## What this task involves
Change each "locate_in_image" in the lines below to "find_in_image", and give the lines back with nothing else altered.

···

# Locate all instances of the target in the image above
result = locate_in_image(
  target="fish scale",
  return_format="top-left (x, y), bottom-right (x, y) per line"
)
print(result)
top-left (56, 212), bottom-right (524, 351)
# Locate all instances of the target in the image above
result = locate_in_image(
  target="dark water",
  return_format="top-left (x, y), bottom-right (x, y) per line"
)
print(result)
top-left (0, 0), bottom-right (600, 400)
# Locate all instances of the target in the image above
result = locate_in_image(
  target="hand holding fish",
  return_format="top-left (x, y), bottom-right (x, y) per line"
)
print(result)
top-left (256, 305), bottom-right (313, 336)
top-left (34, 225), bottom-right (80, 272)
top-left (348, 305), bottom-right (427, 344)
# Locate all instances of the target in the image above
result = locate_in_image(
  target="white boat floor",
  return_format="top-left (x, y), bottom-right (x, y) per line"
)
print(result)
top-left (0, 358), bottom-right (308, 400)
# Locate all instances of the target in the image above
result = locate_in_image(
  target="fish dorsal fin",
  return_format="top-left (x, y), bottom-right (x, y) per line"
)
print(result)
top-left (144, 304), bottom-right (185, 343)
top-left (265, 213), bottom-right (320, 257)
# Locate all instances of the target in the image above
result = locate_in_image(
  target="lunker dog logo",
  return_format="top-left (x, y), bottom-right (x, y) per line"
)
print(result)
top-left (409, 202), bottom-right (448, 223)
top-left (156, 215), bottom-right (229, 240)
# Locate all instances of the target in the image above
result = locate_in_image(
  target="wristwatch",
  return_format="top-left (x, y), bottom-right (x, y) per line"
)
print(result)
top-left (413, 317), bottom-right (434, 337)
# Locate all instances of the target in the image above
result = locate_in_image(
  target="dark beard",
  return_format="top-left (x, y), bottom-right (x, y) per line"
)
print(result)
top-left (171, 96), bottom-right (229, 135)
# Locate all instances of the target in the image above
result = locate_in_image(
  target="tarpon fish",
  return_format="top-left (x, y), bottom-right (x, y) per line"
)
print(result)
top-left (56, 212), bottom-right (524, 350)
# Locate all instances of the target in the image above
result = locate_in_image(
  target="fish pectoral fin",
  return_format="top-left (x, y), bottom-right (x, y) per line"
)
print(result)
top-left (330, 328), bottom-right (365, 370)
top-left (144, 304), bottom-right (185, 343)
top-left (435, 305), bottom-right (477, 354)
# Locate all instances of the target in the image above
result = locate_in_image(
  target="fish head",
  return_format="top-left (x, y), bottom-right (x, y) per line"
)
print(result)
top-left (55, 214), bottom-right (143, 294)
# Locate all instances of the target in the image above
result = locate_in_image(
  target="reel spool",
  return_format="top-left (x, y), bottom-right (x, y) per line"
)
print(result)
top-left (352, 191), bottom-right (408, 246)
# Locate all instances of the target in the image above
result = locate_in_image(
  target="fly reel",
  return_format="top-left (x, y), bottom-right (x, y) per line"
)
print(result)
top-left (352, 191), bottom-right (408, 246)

···

## Solution to this problem
# Locate all instances of the target in the image above
result = find_in_image(
  target="fish scale",
  return_format="top-left (x, y), bottom-right (x, y) per line"
)
print(result)
top-left (56, 212), bottom-right (524, 351)
# Locate all instances of the target in the image above
result = find_in_image(
  target="dark water",
  return_format="top-left (x, y), bottom-right (x, y) per line"
)
print(result)
top-left (0, 0), bottom-right (600, 400)
# Locate all instances of the target in the image above
result = find_in_image(
  target="hand holding fish",
  return_format="top-left (x, y), bottom-right (x, y) per line"
)
print(result)
top-left (256, 305), bottom-right (313, 336)
top-left (34, 225), bottom-right (80, 272)
top-left (348, 305), bottom-right (427, 344)
# Locate all instances of the target in the image above
result = find_in_image(
  target="white boat floor",
  return_format="top-left (x, y), bottom-right (x, y) per line"
)
print(result)
top-left (0, 358), bottom-right (308, 400)
# Locate all instances of the target in the image above
result = find_in_image(
  target="fish dorsal fin",
  return_format="top-left (x, y), bottom-right (x, y) per line"
)
print(result)
top-left (144, 304), bottom-right (185, 343)
top-left (265, 213), bottom-right (320, 257)
# Locate all instances of the target in the image above
result = find_in_image(
  target="lunker dog logo",
  return_format="top-left (x, y), bottom-right (x, y) per line"
)
print(result)
top-left (409, 202), bottom-right (448, 223)
top-left (156, 215), bottom-right (229, 240)
# Locate all instances of the target in the image above
result = find_in_image(
  target="wristwatch",
  return_format="top-left (x, y), bottom-right (x, y) per line"
)
print(result)
top-left (413, 317), bottom-right (434, 337)
# Locate all instances of the target in the image above
result = find_in_image(
  target="dark beard",
  return_format="top-left (x, y), bottom-right (x, y) per line"
)
print(result)
top-left (171, 96), bottom-right (229, 135)
# Locate all instances of the target in the image above
result = find_in_image(
  target="tarpon fish",
  return_format="top-left (x, y), bottom-right (x, y) per line"
)
print(result)
top-left (56, 212), bottom-right (524, 350)
# Locate all instances of the target in the image above
result = find_in_image(
  target="fish pectoral fin",
  return_format="top-left (x, y), bottom-right (x, y) per line"
)
print(result)
top-left (330, 328), bottom-right (365, 370)
top-left (144, 304), bottom-right (185, 343)
top-left (435, 305), bottom-right (477, 354)
# Locate all instances of the target in the image above
result = find_in_image(
  target="fish head",
  return_format="top-left (x, y), bottom-right (x, y) per line"
)
print(result)
top-left (55, 214), bottom-right (143, 294)
# Locate all instances of the target in the image above
result = find_in_image(
  target="reel spool",
  return_format="top-left (x, y), bottom-right (x, y) per line"
)
print(result)
top-left (352, 191), bottom-right (408, 246)
# Locate all instances of the target in the image above
result = find_in_image(
  target="fly reel",
  return_format="top-left (x, y), bottom-right (x, y) per line"
)
print(result)
top-left (352, 191), bottom-right (408, 246)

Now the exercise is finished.